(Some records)

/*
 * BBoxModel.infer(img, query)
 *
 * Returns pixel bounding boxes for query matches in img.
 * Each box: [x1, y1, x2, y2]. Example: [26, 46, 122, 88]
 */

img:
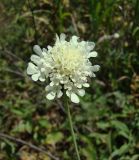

The request. Write out the material above again, line for line and unchanged, leaving out the pictures.

Output.
/*
 * BBoxModel.infer(img, query)
 *
 * Returns pixel bounding boxes for query matches in img.
 * Each box: [x1, y1, x2, y2]. Example: [26, 46, 122, 88]
 */

img:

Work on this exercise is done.